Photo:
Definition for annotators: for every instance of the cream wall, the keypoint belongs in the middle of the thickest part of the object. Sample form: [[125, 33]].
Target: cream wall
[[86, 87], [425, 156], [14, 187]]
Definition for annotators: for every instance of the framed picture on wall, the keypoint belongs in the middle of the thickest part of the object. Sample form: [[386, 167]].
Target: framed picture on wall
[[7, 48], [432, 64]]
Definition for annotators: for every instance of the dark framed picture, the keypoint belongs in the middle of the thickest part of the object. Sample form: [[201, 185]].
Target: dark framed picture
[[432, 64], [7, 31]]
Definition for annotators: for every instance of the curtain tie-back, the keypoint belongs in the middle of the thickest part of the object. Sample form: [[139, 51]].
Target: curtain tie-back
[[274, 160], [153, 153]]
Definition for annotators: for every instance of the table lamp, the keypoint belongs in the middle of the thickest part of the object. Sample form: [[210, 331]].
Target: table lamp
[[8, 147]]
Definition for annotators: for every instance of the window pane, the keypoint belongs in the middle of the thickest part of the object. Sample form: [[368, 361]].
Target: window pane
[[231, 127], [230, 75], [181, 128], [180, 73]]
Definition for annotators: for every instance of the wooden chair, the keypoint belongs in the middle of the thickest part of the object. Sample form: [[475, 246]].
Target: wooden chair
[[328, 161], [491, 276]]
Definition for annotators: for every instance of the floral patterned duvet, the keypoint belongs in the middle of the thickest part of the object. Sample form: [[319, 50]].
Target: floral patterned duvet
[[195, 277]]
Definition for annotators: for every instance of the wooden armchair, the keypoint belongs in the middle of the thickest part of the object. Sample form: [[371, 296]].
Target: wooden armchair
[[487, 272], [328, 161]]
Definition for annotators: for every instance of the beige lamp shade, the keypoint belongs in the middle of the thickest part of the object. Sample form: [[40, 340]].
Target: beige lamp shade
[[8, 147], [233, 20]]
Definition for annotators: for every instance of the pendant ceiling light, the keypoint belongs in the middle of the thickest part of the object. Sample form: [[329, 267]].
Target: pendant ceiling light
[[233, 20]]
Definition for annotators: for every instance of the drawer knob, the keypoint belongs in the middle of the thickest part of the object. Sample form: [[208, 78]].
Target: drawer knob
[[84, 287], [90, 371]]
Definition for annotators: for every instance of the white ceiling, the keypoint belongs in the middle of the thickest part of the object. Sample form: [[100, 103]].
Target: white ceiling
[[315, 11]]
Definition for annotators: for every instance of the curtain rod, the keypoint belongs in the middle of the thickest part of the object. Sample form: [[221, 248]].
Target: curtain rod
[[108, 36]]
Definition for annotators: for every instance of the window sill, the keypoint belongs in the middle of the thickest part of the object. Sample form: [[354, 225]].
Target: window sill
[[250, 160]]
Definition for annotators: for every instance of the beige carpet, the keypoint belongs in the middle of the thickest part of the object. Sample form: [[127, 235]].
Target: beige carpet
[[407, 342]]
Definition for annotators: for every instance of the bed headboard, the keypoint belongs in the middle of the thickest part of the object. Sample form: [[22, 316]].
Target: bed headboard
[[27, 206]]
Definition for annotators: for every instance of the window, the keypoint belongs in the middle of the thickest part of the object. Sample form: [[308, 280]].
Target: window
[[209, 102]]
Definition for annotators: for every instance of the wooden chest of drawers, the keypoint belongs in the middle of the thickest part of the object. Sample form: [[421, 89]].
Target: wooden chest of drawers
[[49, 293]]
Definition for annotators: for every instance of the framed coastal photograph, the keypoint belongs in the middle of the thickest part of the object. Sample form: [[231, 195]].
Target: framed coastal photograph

──────

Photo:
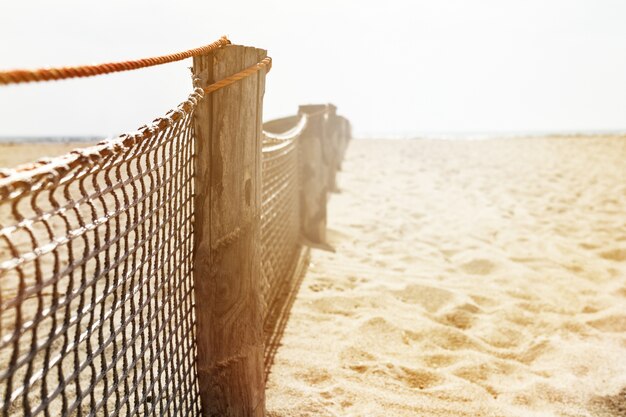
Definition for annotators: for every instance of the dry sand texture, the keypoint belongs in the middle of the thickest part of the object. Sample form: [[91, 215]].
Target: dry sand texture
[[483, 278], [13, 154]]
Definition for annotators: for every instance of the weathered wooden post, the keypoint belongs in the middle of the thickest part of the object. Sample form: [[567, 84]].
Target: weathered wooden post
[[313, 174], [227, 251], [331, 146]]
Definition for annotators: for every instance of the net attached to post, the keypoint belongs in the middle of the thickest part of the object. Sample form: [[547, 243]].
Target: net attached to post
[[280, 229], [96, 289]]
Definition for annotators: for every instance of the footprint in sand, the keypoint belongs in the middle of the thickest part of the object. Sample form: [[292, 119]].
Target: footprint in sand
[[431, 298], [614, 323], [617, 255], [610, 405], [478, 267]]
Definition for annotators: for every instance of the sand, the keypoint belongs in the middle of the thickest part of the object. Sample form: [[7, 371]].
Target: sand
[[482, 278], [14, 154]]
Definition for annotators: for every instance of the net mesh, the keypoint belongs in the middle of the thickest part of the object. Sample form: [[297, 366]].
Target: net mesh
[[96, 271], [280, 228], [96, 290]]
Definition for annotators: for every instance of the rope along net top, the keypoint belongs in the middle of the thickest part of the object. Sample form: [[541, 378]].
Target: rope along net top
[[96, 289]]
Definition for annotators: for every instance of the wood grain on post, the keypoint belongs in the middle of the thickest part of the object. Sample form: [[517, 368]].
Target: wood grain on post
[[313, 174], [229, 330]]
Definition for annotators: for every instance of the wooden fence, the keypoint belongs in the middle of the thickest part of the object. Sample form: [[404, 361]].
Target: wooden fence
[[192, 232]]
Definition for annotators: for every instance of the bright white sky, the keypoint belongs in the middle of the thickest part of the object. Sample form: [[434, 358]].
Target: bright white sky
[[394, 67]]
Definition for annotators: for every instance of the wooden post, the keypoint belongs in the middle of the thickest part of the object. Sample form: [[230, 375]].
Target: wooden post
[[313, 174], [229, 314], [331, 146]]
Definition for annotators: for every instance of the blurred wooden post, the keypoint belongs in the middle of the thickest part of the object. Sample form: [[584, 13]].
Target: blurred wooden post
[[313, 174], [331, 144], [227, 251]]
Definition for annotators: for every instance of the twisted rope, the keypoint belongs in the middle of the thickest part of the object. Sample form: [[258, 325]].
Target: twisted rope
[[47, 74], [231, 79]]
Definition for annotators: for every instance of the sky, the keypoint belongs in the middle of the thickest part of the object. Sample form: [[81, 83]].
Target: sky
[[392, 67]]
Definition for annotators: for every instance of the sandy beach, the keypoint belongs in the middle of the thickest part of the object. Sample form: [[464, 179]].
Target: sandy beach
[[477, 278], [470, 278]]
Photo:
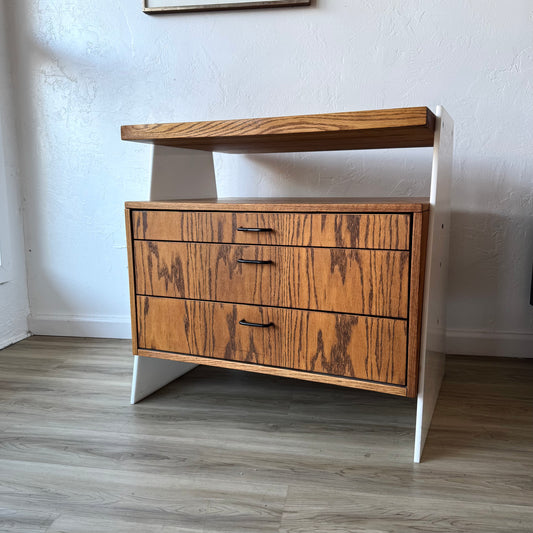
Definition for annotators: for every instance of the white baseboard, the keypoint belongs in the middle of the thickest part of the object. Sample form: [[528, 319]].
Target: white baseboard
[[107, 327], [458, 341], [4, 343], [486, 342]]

──────

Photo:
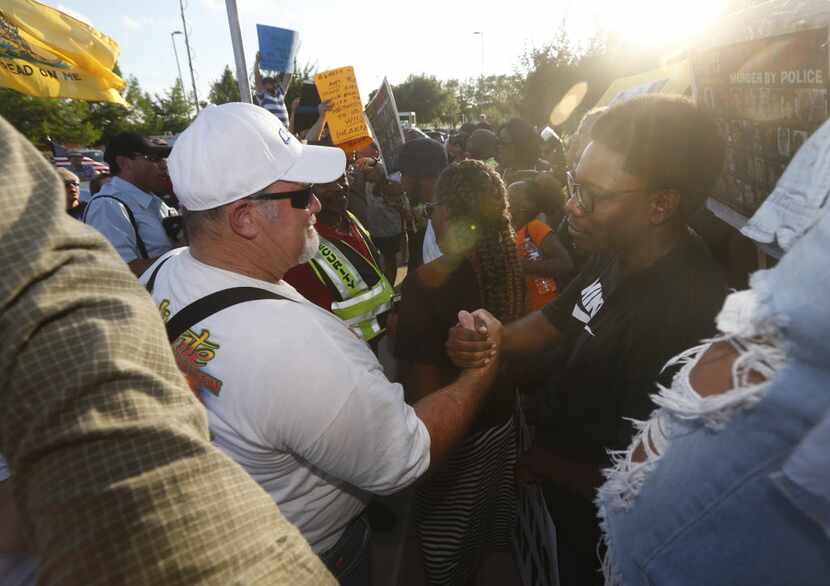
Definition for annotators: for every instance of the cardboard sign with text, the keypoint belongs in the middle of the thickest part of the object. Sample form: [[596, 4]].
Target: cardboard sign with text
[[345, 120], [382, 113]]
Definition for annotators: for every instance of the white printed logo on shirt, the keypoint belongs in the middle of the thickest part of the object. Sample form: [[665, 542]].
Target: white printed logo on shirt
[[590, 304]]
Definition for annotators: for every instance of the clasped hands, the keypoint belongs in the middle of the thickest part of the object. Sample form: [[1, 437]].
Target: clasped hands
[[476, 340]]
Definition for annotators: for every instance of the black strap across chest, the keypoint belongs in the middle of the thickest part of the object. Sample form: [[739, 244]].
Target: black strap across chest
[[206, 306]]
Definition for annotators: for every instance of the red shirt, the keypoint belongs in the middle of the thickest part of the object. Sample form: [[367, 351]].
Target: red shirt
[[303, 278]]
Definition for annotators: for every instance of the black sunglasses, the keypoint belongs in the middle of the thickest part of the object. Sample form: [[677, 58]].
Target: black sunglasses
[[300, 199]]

──────

• EXERCISE DETAILS: The count of lines in the records above holding the word "photograph" should be reported as a number, with nothing added.

• YOUR RESPONSE: 2